- _Stored data_
# # #

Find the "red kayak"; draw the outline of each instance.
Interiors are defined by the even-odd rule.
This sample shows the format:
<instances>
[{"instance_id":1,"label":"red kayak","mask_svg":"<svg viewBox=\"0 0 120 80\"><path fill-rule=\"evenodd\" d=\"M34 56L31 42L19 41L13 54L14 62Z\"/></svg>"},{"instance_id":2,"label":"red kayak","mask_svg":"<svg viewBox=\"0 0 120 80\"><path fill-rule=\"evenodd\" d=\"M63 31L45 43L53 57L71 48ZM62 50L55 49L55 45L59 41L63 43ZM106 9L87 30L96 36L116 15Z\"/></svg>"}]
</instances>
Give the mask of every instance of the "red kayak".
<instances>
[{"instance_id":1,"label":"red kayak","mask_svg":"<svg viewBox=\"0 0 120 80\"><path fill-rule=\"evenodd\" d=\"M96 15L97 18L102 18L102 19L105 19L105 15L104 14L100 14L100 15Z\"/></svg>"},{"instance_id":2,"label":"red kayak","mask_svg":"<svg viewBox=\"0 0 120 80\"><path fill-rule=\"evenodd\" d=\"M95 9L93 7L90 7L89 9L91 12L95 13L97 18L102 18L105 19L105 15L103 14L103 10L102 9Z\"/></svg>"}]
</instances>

# # #

- _TASK STATEMENT_
The records above must be restated. Preserve every word.

- _RESPONSE TO THIS TASK_
Find the "red kayak"; draw the outline of each instance.
Interiors are defined by the even-odd rule.
This sample shows the format:
<instances>
[{"instance_id":1,"label":"red kayak","mask_svg":"<svg viewBox=\"0 0 120 80\"><path fill-rule=\"evenodd\" d=\"M34 56L31 42L19 41L13 54L14 62Z\"/></svg>"},{"instance_id":2,"label":"red kayak","mask_svg":"<svg viewBox=\"0 0 120 80\"><path fill-rule=\"evenodd\" d=\"M63 31L45 43L53 57L71 48ZM62 50L55 49L55 45L59 41L63 43ZM106 9L87 30L96 36L116 15Z\"/></svg>"}]
</instances>
Give the mask of every instance of the "red kayak".
<instances>
[{"instance_id":1,"label":"red kayak","mask_svg":"<svg viewBox=\"0 0 120 80\"><path fill-rule=\"evenodd\" d=\"M96 15L97 18L102 18L102 19L105 19L105 15L104 14L100 14L100 15Z\"/></svg>"},{"instance_id":2,"label":"red kayak","mask_svg":"<svg viewBox=\"0 0 120 80\"><path fill-rule=\"evenodd\" d=\"M95 9L93 7L90 7L89 9L91 12L95 13L97 18L102 18L105 19L105 15L103 14L103 10L102 9Z\"/></svg>"}]
</instances>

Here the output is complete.